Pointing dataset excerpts

+ + + +

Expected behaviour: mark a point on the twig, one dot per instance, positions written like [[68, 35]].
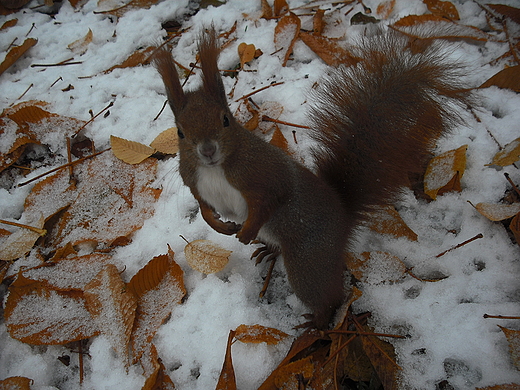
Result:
[[259, 90], [461, 244], [269, 119], [41, 232], [94, 117], [61, 167], [501, 317]]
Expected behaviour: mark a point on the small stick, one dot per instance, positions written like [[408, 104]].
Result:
[[461, 244], [269, 119], [259, 90], [501, 317], [94, 117], [61, 167], [41, 232]]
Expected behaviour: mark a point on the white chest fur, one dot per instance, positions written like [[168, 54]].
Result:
[[215, 189]]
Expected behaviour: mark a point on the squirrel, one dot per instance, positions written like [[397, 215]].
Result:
[[373, 123]]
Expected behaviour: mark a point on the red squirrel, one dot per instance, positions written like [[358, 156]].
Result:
[[373, 123]]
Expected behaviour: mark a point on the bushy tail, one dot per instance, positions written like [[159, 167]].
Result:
[[378, 120]]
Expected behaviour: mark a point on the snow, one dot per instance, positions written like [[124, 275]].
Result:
[[448, 337]]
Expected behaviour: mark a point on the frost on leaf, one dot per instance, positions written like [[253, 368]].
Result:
[[444, 172], [112, 307], [38, 314], [158, 288], [259, 334], [206, 256], [114, 199]]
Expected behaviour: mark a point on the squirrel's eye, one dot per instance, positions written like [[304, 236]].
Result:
[[225, 121]]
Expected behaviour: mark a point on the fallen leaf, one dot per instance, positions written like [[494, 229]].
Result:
[[328, 50], [167, 142], [15, 53], [443, 9], [80, 46], [206, 256], [508, 155], [386, 220], [498, 212], [158, 288], [246, 53], [513, 339], [112, 308], [259, 334], [37, 314], [130, 152], [285, 35], [226, 380], [445, 170], [16, 383]]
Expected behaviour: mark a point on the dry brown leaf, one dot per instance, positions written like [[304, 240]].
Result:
[[226, 380], [280, 7], [80, 46], [8, 23], [443, 9], [36, 314], [246, 53], [259, 334], [158, 287], [16, 383], [507, 11], [385, 8], [285, 35], [112, 308], [445, 170], [139, 57], [506, 78], [267, 11], [328, 50], [113, 200], [22, 240], [318, 24], [206, 256], [130, 152], [286, 376], [513, 339], [437, 28], [498, 212], [386, 220], [15, 53], [167, 142], [383, 357], [508, 155]]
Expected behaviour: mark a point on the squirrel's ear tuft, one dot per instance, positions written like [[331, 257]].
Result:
[[209, 51], [164, 63]]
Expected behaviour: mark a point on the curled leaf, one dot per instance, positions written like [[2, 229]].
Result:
[[206, 256], [130, 152]]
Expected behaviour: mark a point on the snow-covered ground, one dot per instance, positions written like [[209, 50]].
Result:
[[449, 337]]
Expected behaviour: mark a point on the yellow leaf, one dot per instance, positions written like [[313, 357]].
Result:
[[443, 169], [81, 45], [498, 212], [206, 256], [15, 53], [508, 155], [130, 152], [259, 334], [167, 142], [112, 307]]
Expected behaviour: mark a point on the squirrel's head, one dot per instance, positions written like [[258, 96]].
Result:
[[205, 124]]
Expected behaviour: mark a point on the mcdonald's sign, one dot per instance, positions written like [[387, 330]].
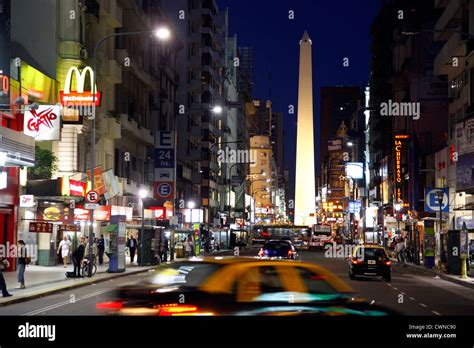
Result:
[[79, 97]]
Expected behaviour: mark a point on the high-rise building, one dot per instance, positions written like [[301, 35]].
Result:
[[246, 67], [200, 67], [305, 195], [338, 104]]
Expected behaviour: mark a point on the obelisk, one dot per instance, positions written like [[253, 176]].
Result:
[[305, 191]]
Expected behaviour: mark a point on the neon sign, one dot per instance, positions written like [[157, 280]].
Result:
[[79, 97]]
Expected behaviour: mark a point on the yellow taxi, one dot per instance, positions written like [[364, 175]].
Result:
[[238, 286]]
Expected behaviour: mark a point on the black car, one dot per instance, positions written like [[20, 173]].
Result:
[[370, 260], [278, 248]]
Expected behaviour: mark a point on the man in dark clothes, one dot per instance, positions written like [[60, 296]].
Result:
[[77, 257], [132, 246], [101, 247]]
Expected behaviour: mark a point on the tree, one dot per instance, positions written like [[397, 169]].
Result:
[[45, 164]]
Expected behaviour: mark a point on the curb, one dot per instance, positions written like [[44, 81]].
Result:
[[440, 274], [72, 286]]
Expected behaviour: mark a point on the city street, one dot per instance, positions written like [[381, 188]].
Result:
[[408, 293]]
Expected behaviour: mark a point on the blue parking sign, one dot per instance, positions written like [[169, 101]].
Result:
[[431, 200]]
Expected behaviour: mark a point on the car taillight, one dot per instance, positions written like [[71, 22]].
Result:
[[115, 305]]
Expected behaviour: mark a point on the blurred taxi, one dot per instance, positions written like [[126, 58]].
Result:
[[238, 286]]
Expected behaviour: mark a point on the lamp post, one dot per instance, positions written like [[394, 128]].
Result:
[[398, 208], [440, 196], [162, 33], [142, 194]]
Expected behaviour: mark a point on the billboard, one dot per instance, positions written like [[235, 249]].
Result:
[[43, 123], [431, 200], [465, 172]]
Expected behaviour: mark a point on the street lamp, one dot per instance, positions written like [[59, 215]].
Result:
[[440, 196], [142, 194], [398, 207], [163, 34], [217, 109], [191, 207]]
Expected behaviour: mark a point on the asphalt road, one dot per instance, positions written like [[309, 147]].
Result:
[[409, 292]]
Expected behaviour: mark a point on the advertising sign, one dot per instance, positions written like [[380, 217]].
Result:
[[197, 239], [101, 213], [27, 201], [354, 206], [77, 188], [43, 123], [465, 172], [431, 200], [40, 227], [98, 181], [355, 170], [163, 189], [429, 243], [111, 184], [165, 163], [79, 97], [123, 211], [56, 213]]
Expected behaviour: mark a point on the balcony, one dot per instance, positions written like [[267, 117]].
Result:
[[111, 13], [196, 178], [450, 18], [130, 128], [114, 71], [454, 47]]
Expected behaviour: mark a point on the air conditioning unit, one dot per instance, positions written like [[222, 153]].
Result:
[[83, 53]]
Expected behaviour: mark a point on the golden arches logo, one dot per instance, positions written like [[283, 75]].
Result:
[[80, 97]]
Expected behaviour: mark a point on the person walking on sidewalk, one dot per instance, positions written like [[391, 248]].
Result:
[[64, 248], [3, 286], [22, 262], [77, 257], [188, 247], [101, 247], [132, 246]]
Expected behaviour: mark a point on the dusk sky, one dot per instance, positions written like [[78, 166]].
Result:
[[337, 29]]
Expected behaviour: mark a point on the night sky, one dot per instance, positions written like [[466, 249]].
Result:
[[337, 29]]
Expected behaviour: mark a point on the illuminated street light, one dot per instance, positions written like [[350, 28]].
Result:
[[163, 33], [217, 109]]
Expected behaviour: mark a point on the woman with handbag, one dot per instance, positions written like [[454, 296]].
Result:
[[23, 260], [3, 286]]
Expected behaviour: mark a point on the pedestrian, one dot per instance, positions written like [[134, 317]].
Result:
[[165, 250], [95, 250], [64, 248], [101, 247], [23, 260], [132, 246], [77, 257], [4, 264], [188, 247]]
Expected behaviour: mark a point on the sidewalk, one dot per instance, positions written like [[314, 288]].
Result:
[[469, 282], [41, 281]]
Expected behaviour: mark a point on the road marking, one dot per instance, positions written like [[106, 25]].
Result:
[[64, 303]]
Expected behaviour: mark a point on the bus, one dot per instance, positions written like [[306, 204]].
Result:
[[300, 235]]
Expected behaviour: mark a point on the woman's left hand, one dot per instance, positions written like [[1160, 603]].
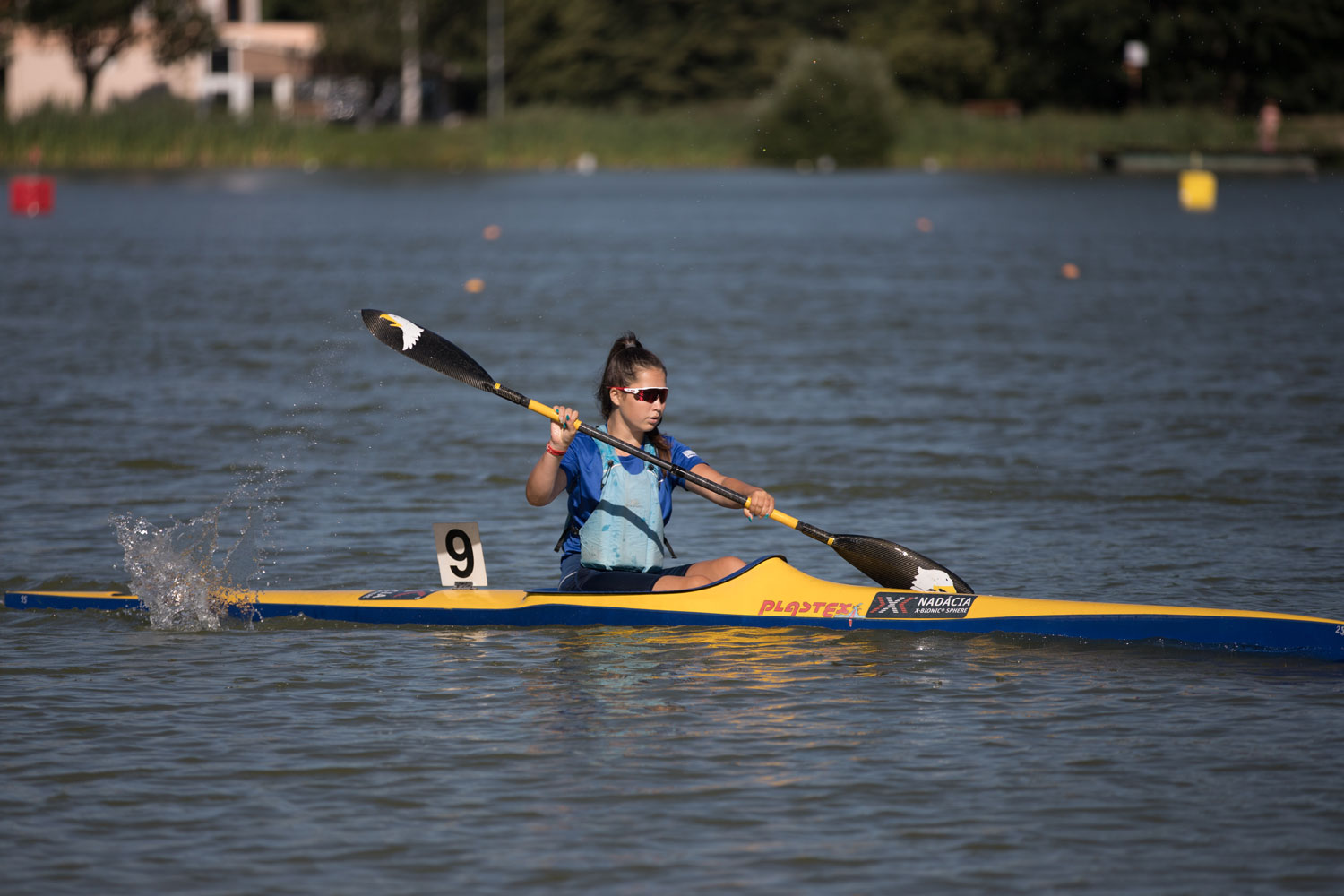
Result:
[[760, 503]]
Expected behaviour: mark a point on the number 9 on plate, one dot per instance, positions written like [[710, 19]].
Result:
[[461, 562]]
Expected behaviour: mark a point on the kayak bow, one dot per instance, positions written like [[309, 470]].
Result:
[[771, 594]]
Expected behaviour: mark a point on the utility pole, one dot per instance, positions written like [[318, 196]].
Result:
[[495, 58], [410, 64]]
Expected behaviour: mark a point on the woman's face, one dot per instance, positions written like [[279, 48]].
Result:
[[640, 416]]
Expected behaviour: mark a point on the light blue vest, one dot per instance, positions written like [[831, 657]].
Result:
[[625, 528]]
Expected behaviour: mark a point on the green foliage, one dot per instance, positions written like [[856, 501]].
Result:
[[96, 31], [830, 99]]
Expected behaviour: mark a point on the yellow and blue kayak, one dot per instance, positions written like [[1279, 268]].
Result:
[[771, 594]]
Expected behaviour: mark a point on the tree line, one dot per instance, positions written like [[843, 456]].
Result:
[[1233, 54]]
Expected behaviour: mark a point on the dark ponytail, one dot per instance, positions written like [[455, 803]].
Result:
[[623, 366]]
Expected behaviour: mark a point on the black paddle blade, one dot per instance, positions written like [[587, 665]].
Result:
[[892, 565], [426, 347]]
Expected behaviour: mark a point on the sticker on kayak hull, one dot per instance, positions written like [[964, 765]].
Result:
[[387, 594], [919, 606]]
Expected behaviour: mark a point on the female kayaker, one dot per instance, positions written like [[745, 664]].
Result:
[[618, 504]]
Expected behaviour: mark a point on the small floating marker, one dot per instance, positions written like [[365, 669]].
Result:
[[1198, 190], [31, 195]]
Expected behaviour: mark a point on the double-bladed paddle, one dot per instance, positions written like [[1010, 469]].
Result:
[[886, 563]]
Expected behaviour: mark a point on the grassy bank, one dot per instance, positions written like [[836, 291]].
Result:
[[156, 137]]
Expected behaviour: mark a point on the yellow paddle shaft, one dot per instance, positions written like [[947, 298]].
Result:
[[548, 413]]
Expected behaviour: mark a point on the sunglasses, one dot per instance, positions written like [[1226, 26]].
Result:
[[650, 395]]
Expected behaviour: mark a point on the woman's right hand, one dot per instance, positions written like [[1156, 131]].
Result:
[[562, 435]]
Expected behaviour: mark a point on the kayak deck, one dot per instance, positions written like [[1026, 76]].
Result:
[[771, 594]]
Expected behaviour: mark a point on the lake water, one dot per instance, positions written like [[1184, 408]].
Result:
[[185, 352]]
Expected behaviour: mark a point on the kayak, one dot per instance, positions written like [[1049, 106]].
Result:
[[771, 594]]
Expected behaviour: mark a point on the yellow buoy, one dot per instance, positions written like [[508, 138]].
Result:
[[1198, 190]]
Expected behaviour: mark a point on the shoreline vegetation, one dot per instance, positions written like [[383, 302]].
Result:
[[156, 136]]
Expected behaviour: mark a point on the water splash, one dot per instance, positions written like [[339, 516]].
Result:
[[177, 573]]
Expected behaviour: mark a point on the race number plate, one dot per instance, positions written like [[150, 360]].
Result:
[[461, 562]]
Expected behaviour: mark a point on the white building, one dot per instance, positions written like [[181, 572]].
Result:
[[253, 59]]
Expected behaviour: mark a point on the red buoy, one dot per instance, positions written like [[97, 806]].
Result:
[[31, 195]]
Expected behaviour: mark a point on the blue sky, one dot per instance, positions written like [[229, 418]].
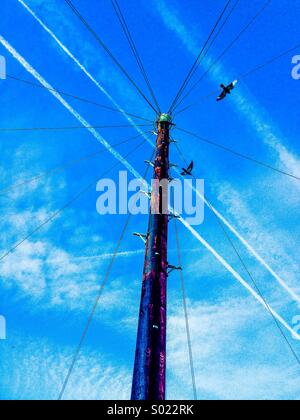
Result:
[[49, 284]]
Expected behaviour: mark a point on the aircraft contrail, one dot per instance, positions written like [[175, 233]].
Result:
[[65, 104], [239, 278], [84, 70], [127, 165], [250, 248], [245, 242]]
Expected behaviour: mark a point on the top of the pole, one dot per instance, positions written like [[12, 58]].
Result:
[[165, 118]]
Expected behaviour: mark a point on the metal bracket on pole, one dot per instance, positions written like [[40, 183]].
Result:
[[172, 268], [142, 236], [149, 163], [146, 193]]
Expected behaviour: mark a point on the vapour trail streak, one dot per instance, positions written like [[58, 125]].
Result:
[[65, 104], [246, 243], [239, 278], [129, 167], [83, 69], [219, 215]]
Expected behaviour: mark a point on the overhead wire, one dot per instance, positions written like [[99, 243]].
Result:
[[241, 77], [97, 300], [107, 50], [134, 50], [76, 97], [257, 288], [67, 165], [60, 210], [186, 315], [238, 154], [228, 48], [194, 66], [79, 127]]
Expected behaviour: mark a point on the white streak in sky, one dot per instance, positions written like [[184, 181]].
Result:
[[219, 215], [85, 71], [119, 157]]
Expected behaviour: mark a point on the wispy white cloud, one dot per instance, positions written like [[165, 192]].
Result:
[[229, 364], [38, 371]]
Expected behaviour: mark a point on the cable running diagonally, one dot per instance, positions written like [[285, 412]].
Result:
[[186, 315], [194, 66], [257, 288], [97, 300], [228, 48], [67, 205], [238, 154], [106, 49], [76, 127], [78, 98], [134, 50], [67, 165], [241, 77]]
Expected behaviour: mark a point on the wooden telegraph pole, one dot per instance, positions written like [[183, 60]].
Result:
[[149, 377]]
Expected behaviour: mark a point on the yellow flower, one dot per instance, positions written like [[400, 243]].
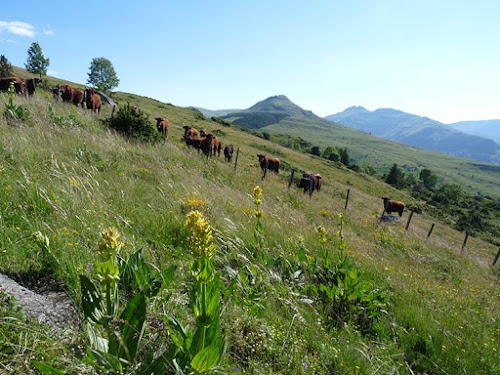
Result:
[[109, 244], [201, 240], [41, 239], [257, 195]]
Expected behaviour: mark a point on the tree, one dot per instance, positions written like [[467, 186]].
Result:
[[396, 177], [36, 62], [134, 123], [5, 67], [429, 178], [102, 74]]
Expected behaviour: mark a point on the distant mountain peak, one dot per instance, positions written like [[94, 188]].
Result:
[[271, 110], [417, 131]]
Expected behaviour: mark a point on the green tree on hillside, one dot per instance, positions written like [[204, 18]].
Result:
[[396, 177], [5, 67], [102, 74], [36, 62], [429, 178]]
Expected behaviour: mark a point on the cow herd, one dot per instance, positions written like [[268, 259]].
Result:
[[67, 93], [76, 97], [201, 140], [22, 86]]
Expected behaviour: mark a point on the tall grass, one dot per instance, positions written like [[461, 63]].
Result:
[[71, 177]]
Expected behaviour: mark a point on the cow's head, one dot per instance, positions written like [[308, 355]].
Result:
[[304, 182]]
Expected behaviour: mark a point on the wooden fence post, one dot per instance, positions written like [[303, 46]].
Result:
[[291, 179], [311, 186], [465, 240], [430, 232], [496, 258], [265, 169], [347, 199], [236, 160], [409, 220]]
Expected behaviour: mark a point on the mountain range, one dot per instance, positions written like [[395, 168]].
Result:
[[418, 131], [270, 111], [486, 128], [278, 113]]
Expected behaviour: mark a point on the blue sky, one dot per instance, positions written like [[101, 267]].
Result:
[[439, 59]]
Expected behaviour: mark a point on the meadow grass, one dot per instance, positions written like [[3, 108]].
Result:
[[69, 177]]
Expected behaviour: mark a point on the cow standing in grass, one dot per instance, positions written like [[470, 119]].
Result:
[[273, 164], [72, 95], [305, 182], [93, 100], [31, 85], [228, 153], [162, 126], [190, 132], [216, 144], [393, 206]]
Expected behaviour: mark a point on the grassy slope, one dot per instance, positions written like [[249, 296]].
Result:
[[70, 182], [379, 153]]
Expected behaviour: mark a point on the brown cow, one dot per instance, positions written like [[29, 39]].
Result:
[[189, 131], [305, 182], [31, 84], [93, 100], [216, 144], [228, 153], [273, 164], [393, 206], [162, 126], [19, 84], [194, 141], [72, 95]]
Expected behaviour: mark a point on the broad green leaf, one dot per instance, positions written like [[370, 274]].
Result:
[[47, 370], [207, 359], [103, 360], [132, 326], [92, 303]]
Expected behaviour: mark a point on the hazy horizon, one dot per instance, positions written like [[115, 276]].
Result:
[[432, 59]]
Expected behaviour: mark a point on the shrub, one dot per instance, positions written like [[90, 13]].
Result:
[[15, 111], [315, 151], [132, 122], [220, 121]]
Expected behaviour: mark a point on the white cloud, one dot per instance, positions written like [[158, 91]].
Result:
[[5, 40], [17, 28]]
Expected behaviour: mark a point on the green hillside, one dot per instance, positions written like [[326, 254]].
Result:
[[365, 149], [486, 128], [404, 305], [270, 111], [418, 131]]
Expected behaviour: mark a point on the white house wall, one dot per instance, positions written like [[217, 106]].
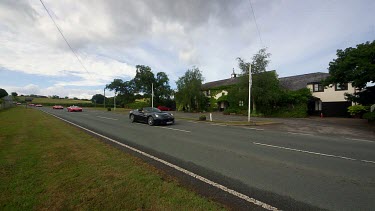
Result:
[[330, 94], [218, 95]]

+ + + +

TO DO
Put the lines of the records into a Markdown table with the columns Row and Text, beginning at the line that has "like [[467, 186]]." and stopping after the line that has "[[304, 182]]". Number each row and leave out blank lines.

FULL SOLUTION
| Row | Text |
|---|---|
| 1 | Expected behaviour: mark a point on the tree, one dot per instance, positions written like [[467, 186]]. |
| 2 | Result: |
| 3 | [[396, 177], [36, 62], [134, 123], [5, 67], [429, 178], [102, 74]] |
| 4 | Expected behaviour: mark a point on the distant mountain peak, one dot per instance, positions written like [[94, 188]]. |
| 5 | Result: |
| 6 | [[271, 110], [417, 131]] |
| 7 | Expected behaviour: mark a point on the green tree on hillside, one dot per instance, positions written like [[204, 18]]. |
| 8 | Result: |
| 9 | [[396, 177], [5, 67], [102, 74], [36, 62], [429, 178]] |
| 10 | Expected behaviour: mark a point on the cow herd, one dot per instance, positions written like [[268, 259]]. |
| 11 | Result: |
| 12 | [[67, 93], [76, 97], [201, 140], [22, 86]] |
| 13 | Expected behaviour: mark a point on the tall grass, one dot per instance, positions written like [[461, 63]]. |
| 14 | Result: |
| 15 | [[71, 177]] |
| 16 | Expected behaviour: mark a point on the cow's head, one dot per instance, positions written like [[308, 355]]. |
| 17 | Result: |
| 18 | [[304, 182]] |